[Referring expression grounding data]
· · · ·

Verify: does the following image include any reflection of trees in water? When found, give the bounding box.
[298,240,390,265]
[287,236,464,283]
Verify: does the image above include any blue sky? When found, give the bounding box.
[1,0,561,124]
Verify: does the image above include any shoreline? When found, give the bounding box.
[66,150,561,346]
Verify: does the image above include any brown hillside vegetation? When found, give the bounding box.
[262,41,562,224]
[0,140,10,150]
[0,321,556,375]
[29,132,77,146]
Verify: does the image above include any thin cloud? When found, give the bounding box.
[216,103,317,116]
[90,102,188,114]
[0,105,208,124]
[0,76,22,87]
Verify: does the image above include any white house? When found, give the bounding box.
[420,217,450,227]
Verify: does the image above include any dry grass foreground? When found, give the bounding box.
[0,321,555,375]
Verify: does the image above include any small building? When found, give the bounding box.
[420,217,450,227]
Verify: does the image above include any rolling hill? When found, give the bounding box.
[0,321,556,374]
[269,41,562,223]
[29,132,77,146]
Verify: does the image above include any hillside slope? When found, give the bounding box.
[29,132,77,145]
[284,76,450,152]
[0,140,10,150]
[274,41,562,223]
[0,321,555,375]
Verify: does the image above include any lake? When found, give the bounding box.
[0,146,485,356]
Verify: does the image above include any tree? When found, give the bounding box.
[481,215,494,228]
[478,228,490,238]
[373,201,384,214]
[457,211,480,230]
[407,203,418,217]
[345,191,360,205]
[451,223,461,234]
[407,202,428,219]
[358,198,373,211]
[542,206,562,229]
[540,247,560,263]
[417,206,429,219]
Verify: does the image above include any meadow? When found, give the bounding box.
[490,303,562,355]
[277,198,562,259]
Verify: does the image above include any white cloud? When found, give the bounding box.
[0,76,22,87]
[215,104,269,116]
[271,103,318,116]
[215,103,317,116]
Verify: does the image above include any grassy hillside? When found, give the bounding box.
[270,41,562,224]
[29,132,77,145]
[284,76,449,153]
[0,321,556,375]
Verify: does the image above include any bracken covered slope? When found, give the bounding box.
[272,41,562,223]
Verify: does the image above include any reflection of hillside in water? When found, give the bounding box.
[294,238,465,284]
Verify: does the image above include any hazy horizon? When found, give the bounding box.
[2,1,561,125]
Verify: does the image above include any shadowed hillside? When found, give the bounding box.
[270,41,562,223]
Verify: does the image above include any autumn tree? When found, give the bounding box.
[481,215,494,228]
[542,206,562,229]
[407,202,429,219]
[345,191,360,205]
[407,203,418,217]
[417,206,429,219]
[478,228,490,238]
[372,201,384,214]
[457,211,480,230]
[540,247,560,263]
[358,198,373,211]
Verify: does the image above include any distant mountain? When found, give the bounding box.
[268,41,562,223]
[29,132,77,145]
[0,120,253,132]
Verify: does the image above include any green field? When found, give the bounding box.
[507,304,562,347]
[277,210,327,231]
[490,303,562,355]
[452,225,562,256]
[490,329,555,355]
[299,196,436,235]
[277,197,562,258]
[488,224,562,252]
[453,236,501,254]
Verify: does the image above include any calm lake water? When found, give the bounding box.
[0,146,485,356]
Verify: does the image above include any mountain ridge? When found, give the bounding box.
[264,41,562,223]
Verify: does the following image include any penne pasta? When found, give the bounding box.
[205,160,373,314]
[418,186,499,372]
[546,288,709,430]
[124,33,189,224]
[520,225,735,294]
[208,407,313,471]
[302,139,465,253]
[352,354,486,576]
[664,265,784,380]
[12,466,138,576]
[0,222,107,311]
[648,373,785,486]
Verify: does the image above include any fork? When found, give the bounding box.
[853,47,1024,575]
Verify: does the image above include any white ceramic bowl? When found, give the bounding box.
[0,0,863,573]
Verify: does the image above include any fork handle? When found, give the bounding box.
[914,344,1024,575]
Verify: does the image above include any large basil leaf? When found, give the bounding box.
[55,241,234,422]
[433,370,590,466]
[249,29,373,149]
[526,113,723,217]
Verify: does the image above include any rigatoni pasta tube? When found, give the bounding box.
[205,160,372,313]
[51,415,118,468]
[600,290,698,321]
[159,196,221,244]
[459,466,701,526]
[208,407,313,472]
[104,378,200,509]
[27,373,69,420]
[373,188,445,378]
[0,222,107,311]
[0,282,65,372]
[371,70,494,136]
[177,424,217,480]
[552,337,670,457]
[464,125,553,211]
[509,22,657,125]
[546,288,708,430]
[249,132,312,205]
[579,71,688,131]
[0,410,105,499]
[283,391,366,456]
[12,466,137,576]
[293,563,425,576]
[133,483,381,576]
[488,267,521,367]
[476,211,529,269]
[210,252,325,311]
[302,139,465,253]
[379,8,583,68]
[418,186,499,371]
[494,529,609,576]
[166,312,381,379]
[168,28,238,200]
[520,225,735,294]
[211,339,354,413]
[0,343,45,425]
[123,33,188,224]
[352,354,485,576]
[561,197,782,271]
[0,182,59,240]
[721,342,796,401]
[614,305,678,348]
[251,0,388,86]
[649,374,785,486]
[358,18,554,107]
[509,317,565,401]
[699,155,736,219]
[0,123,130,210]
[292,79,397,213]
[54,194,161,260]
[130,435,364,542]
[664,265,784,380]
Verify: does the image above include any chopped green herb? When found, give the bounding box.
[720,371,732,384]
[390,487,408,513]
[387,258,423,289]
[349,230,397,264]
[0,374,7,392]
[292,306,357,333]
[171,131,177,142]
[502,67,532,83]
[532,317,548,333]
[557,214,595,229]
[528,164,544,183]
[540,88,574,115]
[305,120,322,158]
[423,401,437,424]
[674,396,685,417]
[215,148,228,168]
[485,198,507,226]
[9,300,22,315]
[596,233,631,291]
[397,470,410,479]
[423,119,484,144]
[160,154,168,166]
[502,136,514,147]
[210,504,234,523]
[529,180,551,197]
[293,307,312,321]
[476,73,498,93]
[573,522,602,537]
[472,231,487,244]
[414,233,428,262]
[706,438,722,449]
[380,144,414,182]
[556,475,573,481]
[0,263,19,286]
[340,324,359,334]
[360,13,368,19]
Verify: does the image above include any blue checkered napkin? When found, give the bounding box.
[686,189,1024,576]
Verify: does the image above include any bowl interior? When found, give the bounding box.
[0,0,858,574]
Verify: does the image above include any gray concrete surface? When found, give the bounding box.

· · · ·

Whatever appears in the lines above should be copied exactly.

SOLUTION TO THE PROBLEM:
Verify: does the following image include any reflection of trees in water? When found, give the bounding box.
[298,240,390,265]
[287,236,464,283]
Verify: does the image above include any blue sky? When found, give the bounding box.
[1,0,561,124]
Verify: does the image above include any shoreline? When found, give the bounding box.
[66,150,561,346]
Verify: does the image above include any brown hillside vegetation? When found, give the bounding box.
[262,41,562,224]
[0,140,10,150]
[0,321,556,375]
[29,132,77,146]
Verify: does the image above include any thin cloud? When found, give the bounding box.
[216,103,317,116]
[90,102,188,114]
[0,105,208,124]
[0,76,22,87]
Verify: does the image above include any white house? When found, give the bounding box.
[420,217,450,227]
Verify: does the image above include any dry grass foreground? When found, give the bounding box.
[0,321,555,375]
Verify: does the image above include any small building? When found, give the bounding box.
[420,217,450,227]
Verify: does the image above include any rolling hill? When found, give the bounding box.
[0,321,556,374]
[269,41,562,223]
[29,132,77,146]
Verify: does the image above include any hillside slope? When found, give the bounding box.
[29,132,77,145]
[284,76,450,152]
[0,140,10,150]
[274,41,562,223]
[0,321,555,375]
Verify: does the image above include any lake? When found, give the bounding box.
[0,146,485,356]
Verify: does the image above include any tree? When found, give the bounding box.
[481,215,494,228]
[478,228,490,238]
[373,201,384,214]
[457,211,480,230]
[407,203,418,217]
[345,191,360,205]
[451,223,461,234]
[407,202,428,219]
[358,198,373,211]
[542,206,562,229]
[540,247,560,263]
[417,206,429,219]
Verify: does the image above include any meadow? When found, give the bounding box.
[490,303,562,355]
[277,198,562,259]
Verify: does the image above include any white cloud? When found, give the bounding box.
[0,76,22,87]
[215,104,269,116]
[271,103,318,116]
[215,103,317,116]
Verify: does the image above include any grassy hillside? When found, give the bounding box.
[270,41,562,224]
[29,132,77,145]
[284,76,449,153]
[0,321,556,375]
Verify: does the image above include any bracken covered slope? When found, give the bounding box.
[272,41,562,223]
Verify: does the image above include any reflection of hillside in water? When found, give the bounding box.
[294,238,465,284]
Verify: does the image above include any hazy horizon? When found, give the bounding box.
[2,1,561,125]
Verify: does the image above include any shadowed hillside? When found, give the bounding box.
[270,41,562,223]
Verify: does the image above include any autumn tree? When found, give the bounding box.
[481,215,494,228]
[542,206,562,229]
[407,202,429,219]
[345,191,360,205]
[407,203,418,217]
[417,206,429,219]
[478,228,490,238]
[372,201,384,214]
[457,211,480,230]
[540,247,560,263]
[358,198,373,211]
Verify: does the image above include any distant mountain? When found, give the bounding box.
[268,41,562,223]
[29,132,77,145]
[0,120,253,132]
Verify: does the image above include any green field? When found, give the bounding box.
[507,304,562,347]
[277,210,327,231]
[490,303,562,355]
[452,225,562,256]
[490,329,555,355]
[299,196,436,235]
[277,197,562,258]
[488,224,562,252]
[453,236,501,254]
Verify: does the image above include any calm lake water? When found, give the bounding box.
[0,146,485,356]
Verify: does the image above include any mountain ridge? When found, give the bounding box.
[264,41,562,223]
Verify: does the following image include any penne pasta? When found, give the bounding box.
[205,160,373,314]
[418,186,499,372]
[546,288,709,430]
[124,33,189,224]
[520,225,735,294]
[208,407,313,471]
[302,139,465,253]
[352,354,486,576]
[664,265,784,380]
[12,466,138,576]
[0,222,107,311]
[648,373,785,486]
Verify: does the image above include any fork? When found, give the bounding box.
[853,47,1024,575]
Verify: does the image above include any white ceramic bowl? When found, give the bounding box.
[0,0,863,573]
Verify: does the image above include any fork handle? When found, give the bounding box.
[914,344,1024,575]
Verify: does the image above include any large basil leaf? When found, give the bounding box.
[55,241,234,422]
[433,370,590,466]
[249,29,373,149]
[526,113,723,217]
Verify: does the image above include any rigatoni pasta tube? When found, give the bounding box.
[205,160,372,313]
[51,415,118,468]
[600,290,698,321]
[159,196,221,244]
[459,466,701,526]
[208,407,313,472]
[104,378,200,509]
[27,373,69,420]
[373,188,445,378]
[0,222,107,311]
[0,282,65,372]
[371,70,494,136]
[177,424,217,480]
[552,337,670,457]
[464,125,553,211]
[509,22,657,125]
[546,288,708,430]
[249,132,312,205]
[579,71,688,131]
[0,410,105,499]
[283,391,366,456]
[12,466,137,576]
[293,563,425,576]
[133,483,381,576]
[488,267,521,367]
[476,211,529,269]
[210,252,325,311]
[302,139,465,253]
[379,8,583,68]
[418,186,499,371]
[494,529,609,576]
[166,312,381,379]
[168,28,238,200]
[520,225,735,294]
[211,339,354,413]
[0,343,45,425]
[123,33,188,224]
[352,354,485,576]
[561,197,782,271]
[0,182,59,240]
[721,342,796,401]
[614,305,678,348]
[251,0,388,86]
[649,374,785,486]
[358,18,554,107]
[509,317,565,401]
[699,155,736,219]
[0,123,130,210]
[292,79,397,213]
[54,194,161,260]
[130,435,364,542]
[664,265,784,380]
Verify: does the image above include any chopped green herb? When found, give the bounding box.
[720,371,732,384]
[390,487,408,513]
[387,258,423,289]
[349,230,397,264]
[0,374,7,392]
[292,306,357,333]
[171,131,177,142]
[502,67,532,83]
[532,317,548,333]
[557,214,595,229]
[528,164,544,183]
[540,88,574,115]
[305,120,322,158]
[423,401,437,424]
[674,396,685,417]
[215,148,228,168]
[485,198,507,226]
[9,300,22,315]
[596,233,631,291]
[397,470,410,479]
[423,119,484,144]
[160,154,168,166]
[502,136,514,147]
[210,504,234,523]
[529,180,551,197]
[293,307,312,321]
[476,73,498,93]
[573,522,602,537]
[472,231,487,244]
[414,233,428,262]
[706,438,722,449]
[380,144,414,182]
[556,475,573,481]
[0,263,19,286]
[340,324,359,334]
[360,13,368,19]
Verify: does the image above include any blue checkered napkin? When found, give the bounding box.
[686,189,1024,576]
Verify: does the image above include any bowl interior? When found, give the bounding box.
[0,0,858,574]
Verify: does the image above include any gray concrete surface? When found, give the bounding box.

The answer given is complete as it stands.